What you are asked to do
Continue the LongMemEval benchmark page below from its last sentence.
Extract provided Start Marker
Industry Benchmark

LongMemEval

ICLR 2025. 500 questions, 6 types, per-question corpus.

What LongMemEval Is

LongMemEval tests long-term conversational memory with six question types covering cross-session recall, temporal reasoning, memory updates, user facts, assistant facts, and preferences.

The benchmark is designed for systems that can turn messy dialogue into durable memory, then retrieve the right fact under question-specific context.

Key Difference From LoCoMo

Each question has its own haystack sessions, up to 53 sessions, ingested fresh for that question only. That gives true isolation with no cross-question memory pollution.

LoCoMo: Shared corpus. All questions hit the same memory store. LongMemEval: Per-question corpus. Every question starts from a fresh ingest.

Reference Scores

Type	Count	Mem0 v3	GBrain	Quaid
multi-session	133	~93%	not-run	0%
temporal-reasoning	133	93%	not-run	0%
knowledge-update	78	~90%	not-run	0%
single-session-user	70	~95%	not-run	0%
single-session-assistant	56	100%	not-run	0%
single-session-preference	30	~90%	not-run	0%
Overall	500	93.4%	not-run	0%

Per-type LongMemEval references are rounded from published benchmark materials. GBrain has no public LongMemEval run.
Extract provided End Marker
Supplied information Start Marker
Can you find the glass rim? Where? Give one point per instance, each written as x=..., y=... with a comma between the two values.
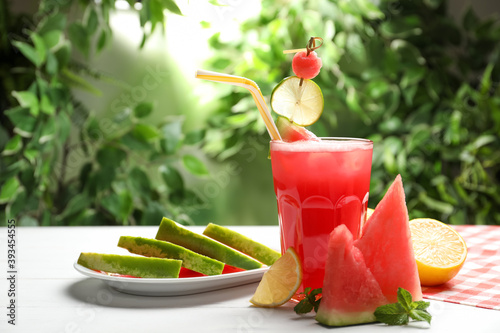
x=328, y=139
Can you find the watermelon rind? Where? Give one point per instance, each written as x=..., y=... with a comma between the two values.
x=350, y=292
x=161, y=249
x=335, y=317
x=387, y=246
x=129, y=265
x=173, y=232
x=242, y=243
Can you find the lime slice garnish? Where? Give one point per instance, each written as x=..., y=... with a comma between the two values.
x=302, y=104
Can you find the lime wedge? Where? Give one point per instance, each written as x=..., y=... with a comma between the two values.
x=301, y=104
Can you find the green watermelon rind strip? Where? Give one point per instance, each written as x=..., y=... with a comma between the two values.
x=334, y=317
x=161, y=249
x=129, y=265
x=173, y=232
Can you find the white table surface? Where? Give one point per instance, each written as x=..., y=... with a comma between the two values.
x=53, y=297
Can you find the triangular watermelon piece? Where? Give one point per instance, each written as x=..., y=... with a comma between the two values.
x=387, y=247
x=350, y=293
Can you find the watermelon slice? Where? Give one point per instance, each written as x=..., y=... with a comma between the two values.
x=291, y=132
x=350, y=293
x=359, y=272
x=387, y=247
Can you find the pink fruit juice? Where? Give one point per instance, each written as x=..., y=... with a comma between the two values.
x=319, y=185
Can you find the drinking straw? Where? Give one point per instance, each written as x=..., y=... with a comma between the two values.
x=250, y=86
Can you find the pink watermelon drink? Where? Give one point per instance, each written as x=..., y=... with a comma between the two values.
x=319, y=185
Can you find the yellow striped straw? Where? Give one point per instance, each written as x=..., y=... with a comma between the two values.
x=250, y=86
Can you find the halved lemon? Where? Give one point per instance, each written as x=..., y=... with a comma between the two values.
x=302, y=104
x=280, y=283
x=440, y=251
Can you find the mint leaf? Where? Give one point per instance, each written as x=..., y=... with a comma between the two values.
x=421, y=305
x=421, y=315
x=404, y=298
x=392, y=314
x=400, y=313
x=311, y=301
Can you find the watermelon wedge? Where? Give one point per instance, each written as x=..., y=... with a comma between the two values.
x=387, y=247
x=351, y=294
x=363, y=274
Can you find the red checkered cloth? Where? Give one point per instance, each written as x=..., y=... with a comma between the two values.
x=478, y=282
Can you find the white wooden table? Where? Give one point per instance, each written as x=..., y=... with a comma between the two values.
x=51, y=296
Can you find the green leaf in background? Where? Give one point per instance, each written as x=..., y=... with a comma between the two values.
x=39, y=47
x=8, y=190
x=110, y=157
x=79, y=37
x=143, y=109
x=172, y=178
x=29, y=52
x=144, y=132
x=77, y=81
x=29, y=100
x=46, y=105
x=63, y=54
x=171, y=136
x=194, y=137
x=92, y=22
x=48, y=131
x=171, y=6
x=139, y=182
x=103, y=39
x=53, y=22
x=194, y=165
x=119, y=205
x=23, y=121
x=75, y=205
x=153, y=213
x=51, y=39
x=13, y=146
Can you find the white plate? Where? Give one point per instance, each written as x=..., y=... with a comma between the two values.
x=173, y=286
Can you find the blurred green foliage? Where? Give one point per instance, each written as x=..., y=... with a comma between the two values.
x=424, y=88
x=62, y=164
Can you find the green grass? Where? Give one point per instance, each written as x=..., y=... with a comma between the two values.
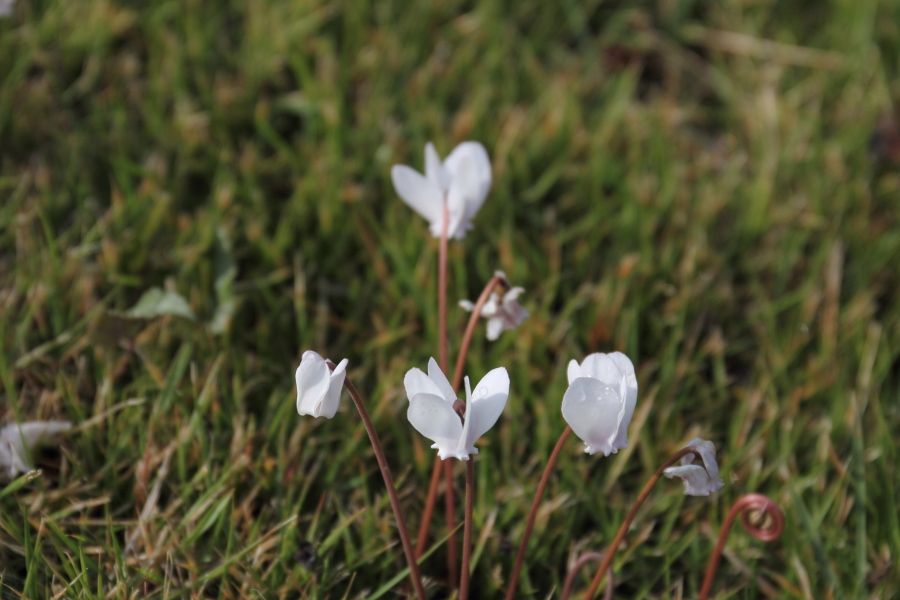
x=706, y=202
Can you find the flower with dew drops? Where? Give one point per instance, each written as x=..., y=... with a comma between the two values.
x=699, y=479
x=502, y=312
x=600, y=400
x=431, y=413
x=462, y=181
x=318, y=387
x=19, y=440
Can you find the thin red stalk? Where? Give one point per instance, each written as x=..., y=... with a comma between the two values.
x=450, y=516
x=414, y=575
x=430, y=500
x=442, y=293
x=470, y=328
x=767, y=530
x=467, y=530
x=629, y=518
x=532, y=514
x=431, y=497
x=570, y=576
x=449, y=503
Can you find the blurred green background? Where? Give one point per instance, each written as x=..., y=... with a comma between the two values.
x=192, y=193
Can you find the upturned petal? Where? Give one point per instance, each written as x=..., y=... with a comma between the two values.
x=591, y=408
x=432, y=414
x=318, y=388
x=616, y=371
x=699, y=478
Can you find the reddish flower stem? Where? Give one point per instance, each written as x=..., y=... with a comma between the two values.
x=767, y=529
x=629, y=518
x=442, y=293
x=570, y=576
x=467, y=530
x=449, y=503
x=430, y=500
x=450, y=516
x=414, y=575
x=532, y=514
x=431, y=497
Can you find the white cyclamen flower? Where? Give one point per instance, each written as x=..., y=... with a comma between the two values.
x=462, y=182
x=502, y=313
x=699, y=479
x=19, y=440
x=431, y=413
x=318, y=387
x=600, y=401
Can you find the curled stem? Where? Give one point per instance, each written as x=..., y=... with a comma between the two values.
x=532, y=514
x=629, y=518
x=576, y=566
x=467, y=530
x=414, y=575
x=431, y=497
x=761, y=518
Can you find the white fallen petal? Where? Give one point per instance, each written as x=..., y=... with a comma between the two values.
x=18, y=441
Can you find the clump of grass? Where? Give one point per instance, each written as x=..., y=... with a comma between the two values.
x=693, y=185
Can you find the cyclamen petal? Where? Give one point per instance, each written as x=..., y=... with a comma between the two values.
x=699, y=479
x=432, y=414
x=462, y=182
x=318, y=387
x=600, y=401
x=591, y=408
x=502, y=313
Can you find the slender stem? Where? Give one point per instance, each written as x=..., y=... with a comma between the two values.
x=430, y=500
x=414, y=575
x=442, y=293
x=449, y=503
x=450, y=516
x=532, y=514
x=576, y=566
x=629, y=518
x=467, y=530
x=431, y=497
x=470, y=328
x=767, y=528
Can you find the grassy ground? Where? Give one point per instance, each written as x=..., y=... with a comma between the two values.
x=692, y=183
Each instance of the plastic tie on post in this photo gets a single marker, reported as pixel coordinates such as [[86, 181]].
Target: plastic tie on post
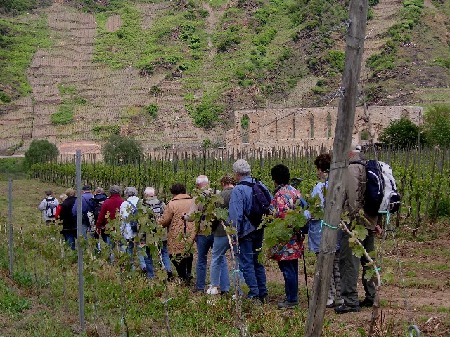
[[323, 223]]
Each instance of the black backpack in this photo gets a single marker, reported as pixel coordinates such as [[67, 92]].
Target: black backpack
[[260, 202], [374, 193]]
Supplied information End Marker
Result of this task
Why Quaid Is Pending

Same gap as LoCoMo. Quaid currently stores raw conversation turns as documents instead of extracting durable facts, so the benchmark stays unfairly hard until the memory layer changes.

Issue #105 closes this by adding fact extraction on top of raw turn storage.

How To Run

OPENAI_API_KEY=sk-... bash benchmarks/longmemeval/run.sh
MAX_QUESTIONS=50 OPENAI_API_KEY=sk-... bash benchmarks/longmemeval/run.sh

Current Status

measured

v0.23.0

2026-06-22

LLM judge required. Default answerer and judge model: GPT-4o.